Activity: The output should match the data below line for line.

═══

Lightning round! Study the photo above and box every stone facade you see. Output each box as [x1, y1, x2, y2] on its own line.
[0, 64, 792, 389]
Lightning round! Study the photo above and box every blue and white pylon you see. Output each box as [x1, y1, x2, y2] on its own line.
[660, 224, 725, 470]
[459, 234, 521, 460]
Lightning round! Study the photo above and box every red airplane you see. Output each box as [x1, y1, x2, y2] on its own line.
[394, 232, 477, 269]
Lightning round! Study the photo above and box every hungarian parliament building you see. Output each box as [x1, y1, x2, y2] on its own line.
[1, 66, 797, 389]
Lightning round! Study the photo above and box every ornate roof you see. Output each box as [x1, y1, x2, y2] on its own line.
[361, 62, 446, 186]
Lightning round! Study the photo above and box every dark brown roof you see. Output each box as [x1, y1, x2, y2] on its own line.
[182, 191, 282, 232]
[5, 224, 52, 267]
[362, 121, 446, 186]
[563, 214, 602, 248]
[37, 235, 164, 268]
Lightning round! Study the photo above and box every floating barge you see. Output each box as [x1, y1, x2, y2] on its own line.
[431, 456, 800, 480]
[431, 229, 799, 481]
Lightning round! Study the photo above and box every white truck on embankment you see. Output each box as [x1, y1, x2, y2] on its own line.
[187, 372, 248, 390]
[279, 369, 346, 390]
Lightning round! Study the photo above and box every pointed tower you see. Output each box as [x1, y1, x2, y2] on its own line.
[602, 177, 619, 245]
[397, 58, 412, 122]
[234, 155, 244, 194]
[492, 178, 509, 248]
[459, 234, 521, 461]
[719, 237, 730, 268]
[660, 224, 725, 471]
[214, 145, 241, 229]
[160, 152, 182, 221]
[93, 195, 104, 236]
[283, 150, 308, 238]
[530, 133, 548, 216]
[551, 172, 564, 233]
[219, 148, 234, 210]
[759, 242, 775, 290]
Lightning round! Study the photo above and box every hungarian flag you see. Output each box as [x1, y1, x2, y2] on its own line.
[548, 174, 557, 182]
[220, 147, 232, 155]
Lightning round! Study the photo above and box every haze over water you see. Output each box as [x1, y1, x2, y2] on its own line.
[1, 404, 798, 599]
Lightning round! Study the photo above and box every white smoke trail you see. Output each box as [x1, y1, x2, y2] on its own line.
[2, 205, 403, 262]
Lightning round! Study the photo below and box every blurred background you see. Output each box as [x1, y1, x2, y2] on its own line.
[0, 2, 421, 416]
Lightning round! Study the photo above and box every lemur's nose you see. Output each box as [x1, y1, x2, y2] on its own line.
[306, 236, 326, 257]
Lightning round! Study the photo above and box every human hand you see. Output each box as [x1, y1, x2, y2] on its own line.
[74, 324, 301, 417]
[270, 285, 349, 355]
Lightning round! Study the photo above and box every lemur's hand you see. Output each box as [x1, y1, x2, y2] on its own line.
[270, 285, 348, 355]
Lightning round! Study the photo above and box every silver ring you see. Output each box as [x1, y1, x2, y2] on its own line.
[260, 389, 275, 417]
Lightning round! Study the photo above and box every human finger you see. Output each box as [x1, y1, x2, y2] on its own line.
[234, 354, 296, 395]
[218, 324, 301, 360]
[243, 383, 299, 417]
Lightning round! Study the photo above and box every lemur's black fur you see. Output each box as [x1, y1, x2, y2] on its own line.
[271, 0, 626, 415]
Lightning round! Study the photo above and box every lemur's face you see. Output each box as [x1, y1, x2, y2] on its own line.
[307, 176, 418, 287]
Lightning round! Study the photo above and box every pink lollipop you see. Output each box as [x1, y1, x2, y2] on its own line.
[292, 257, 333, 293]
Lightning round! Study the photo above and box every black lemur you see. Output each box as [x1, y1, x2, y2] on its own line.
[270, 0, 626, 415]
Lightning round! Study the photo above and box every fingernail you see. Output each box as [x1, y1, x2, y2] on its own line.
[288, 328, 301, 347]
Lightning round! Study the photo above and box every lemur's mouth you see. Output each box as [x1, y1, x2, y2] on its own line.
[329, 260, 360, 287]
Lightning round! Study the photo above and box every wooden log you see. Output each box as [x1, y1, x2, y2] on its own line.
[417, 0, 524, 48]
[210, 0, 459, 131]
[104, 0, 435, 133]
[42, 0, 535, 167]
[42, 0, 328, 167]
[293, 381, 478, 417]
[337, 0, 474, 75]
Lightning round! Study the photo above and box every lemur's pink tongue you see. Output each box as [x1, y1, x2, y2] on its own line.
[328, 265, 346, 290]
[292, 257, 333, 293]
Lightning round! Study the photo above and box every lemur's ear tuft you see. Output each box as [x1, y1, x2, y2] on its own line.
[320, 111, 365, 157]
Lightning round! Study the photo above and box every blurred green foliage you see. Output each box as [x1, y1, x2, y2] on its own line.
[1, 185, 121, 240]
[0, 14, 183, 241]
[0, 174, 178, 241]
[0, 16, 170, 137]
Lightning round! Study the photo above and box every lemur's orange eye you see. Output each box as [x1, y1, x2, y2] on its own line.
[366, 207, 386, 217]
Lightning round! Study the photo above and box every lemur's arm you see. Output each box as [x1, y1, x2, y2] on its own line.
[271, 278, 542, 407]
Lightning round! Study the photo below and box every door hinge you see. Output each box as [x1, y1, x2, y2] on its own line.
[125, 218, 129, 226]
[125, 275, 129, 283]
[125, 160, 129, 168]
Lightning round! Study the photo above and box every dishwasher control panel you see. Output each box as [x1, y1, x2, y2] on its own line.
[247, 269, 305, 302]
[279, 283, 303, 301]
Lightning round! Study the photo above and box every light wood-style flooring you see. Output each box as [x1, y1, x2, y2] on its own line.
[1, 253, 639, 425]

═══

Your response:
Lightning round! Study the photo above and box every stone facade you see. Output each box as [x1, y1, x2, y2] on its own line.
[0, 64, 792, 389]
Lightning round! Study the photo above and box every blue and white pylon you see. Output each box as [x1, y1, x2, y2] on its own line.
[660, 224, 725, 470]
[459, 234, 521, 460]
Lightning round! Study the photo above and box every red airplane you see. Output each box as [x1, y1, x2, y2] on its own line.
[394, 232, 477, 269]
Lightning round! Study the photo above and box every hungarian parliament building you see. Output each box as [x1, y1, x2, y2] on its own line.
[1, 66, 797, 389]
Lightning round! Study the photo above and box every ornate roof you see. Output each box as [x1, y1, x2, y2] on its own line.
[361, 62, 446, 186]
Lightning round! Study the photo above and box every dark brown roof you see. Output each box as [x1, y1, x2, y2] on its own line.
[182, 191, 282, 232]
[5, 224, 52, 267]
[362, 121, 446, 186]
[563, 214, 602, 248]
[37, 235, 164, 268]
Lightning round! Study the photo above and box every floating barge you see. Output each box as [x1, y1, x2, y2] on its own line.
[431, 456, 800, 480]
[431, 229, 799, 481]
Lightning round! Study the photo above and box every white truck on embankment you see. Output each box as [x1, y1, x2, y2] on its own line.
[187, 372, 248, 390]
[279, 369, 346, 390]
Lightning round! Study the photo above and box every pointed tower you see. Output each box as [x1, y1, x2, y2] on its own line.
[602, 177, 619, 245]
[397, 58, 412, 122]
[234, 155, 244, 194]
[492, 178, 509, 248]
[459, 234, 521, 461]
[719, 237, 730, 268]
[660, 224, 725, 471]
[214, 145, 241, 229]
[160, 152, 182, 221]
[93, 195, 104, 236]
[283, 150, 308, 238]
[530, 133, 548, 216]
[551, 172, 564, 233]
[219, 148, 234, 210]
[759, 242, 775, 290]
Lightning round! Study the photo above and box every hungarian flag you see. Output each box as [x1, y1, x2, y2] on its own line.
[548, 174, 557, 182]
[220, 147, 232, 155]
Lightning round! Study the photo above and box every haze over water you see. Output each box as [x1, y1, x2, y2] on its own line.
[1, 404, 798, 599]
Lightning round! Study the photo above and box every white smoke trail you see. Output each box as [x1, y1, x2, y2] on its own line.
[2, 205, 403, 262]
Lightning round! Study the photo below and box every blurred background you see. Output each box as [x1, y1, x2, y2] on its own line.
[0, 2, 421, 416]
Lightning round! Study the photo above and box every lemur's nose you see. Output each box as [x1, y1, x2, y2] on its own line.
[306, 236, 326, 257]
Lightning round! Study the photo above and box every human hand you see. Output each box as [x1, y1, x2, y2] on its own line.
[74, 324, 301, 417]
[270, 285, 349, 355]
Lightning round! Study the photo above and box every lemur's hand you see. Output each box as [x1, y1, x2, y2] on its own line.
[270, 285, 348, 355]
Lightning round! Study the photo above and box every silver ring you see. Output each box as [x1, y1, x2, y2] on its own line.
[260, 389, 275, 417]
Lightning round! Study the photo above and box every human finger you see. Output each box as [x1, y1, x2, y2] on its own line.
[234, 354, 296, 395]
[218, 324, 301, 360]
[243, 383, 299, 417]
Lightning round! Study the photo above and box every lemur's black fur you see. Output each box as [x1, y1, x2, y2] on its own line.
[271, 0, 626, 415]
Lightning round! Study the photo above and box every lemur's face you see. Output each box as [x1, y1, x2, y2] on its own line.
[307, 176, 418, 287]
Lightning round! Study the photo above and box every pink lollipop you see. Output each box as [x1, y1, x2, y2] on its own line.
[292, 257, 333, 293]
Lightning round! Study the photo above and box every black lemur you see. Output each box as [x1, y1, x2, y2] on its own line.
[270, 0, 626, 415]
Lightning round! Study the photo above and box every fingernail you see. Output each box as [x1, y1, x2, y2] on its own line.
[288, 328, 301, 347]
Lightning round! Study the photo above and box every lemur's mouth you see. Output each box as [x1, y1, x2, y2] on its own line.
[329, 260, 360, 287]
Lightning round! Study the photo above and box every wooden log you see. Output each box as [x1, y1, x2, y2] on its own line.
[417, 0, 524, 48]
[210, 0, 459, 131]
[104, 0, 435, 133]
[42, 0, 535, 167]
[42, 0, 328, 167]
[293, 381, 478, 417]
[337, 0, 474, 75]
Lightning round! Study the photo above and box every lemur's pink tongue you see. Output each box as [x1, y1, x2, y2] on its own line.
[328, 265, 346, 290]
[292, 257, 333, 293]
Lightning round! Study the photo above and box every lemur's ear tuft you see. Output each box as [x1, y1, x2, y2] on its own line.
[320, 111, 365, 157]
Lightning round! Study the photo above and box every blurred green foliage you see. Output each box as [x1, y1, x2, y2] on its own line.
[1, 185, 121, 240]
[0, 14, 183, 241]
[0, 174, 178, 241]
[0, 16, 170, 137]
Lightning round! Study the photo above and box every lemur's orange eye you see. Output each box as [x1, y1, x2, y2] on its own line.
[366, 207, 386, 217]
Lightning round! Study the photo above and box every lemur's arm you see. Output each box as [x1, y1, x2, y2] on its own line.
[271, 278, 542, 407]
Lightning round! Study the photo below and box every door hinge you see. Output each box as [x1, y1, x2, y2] on its own line.
[125, 218, 129, 226]
[125, 275, 129, 283]
[125, 160, 129, 168]
Lightning round! Study the photo above and box every dishwasher control panel you see. Output each box as [x1, y1, x2, y2] on its own line.
[247, 269, 305, 302]
[279, 283, 303, 301]
Lightning round! Study the photo above and box every light wood-style flooring you see. Output each box as [x1, y1, x2, y2] on its own line.
[1, 253, 639, 425]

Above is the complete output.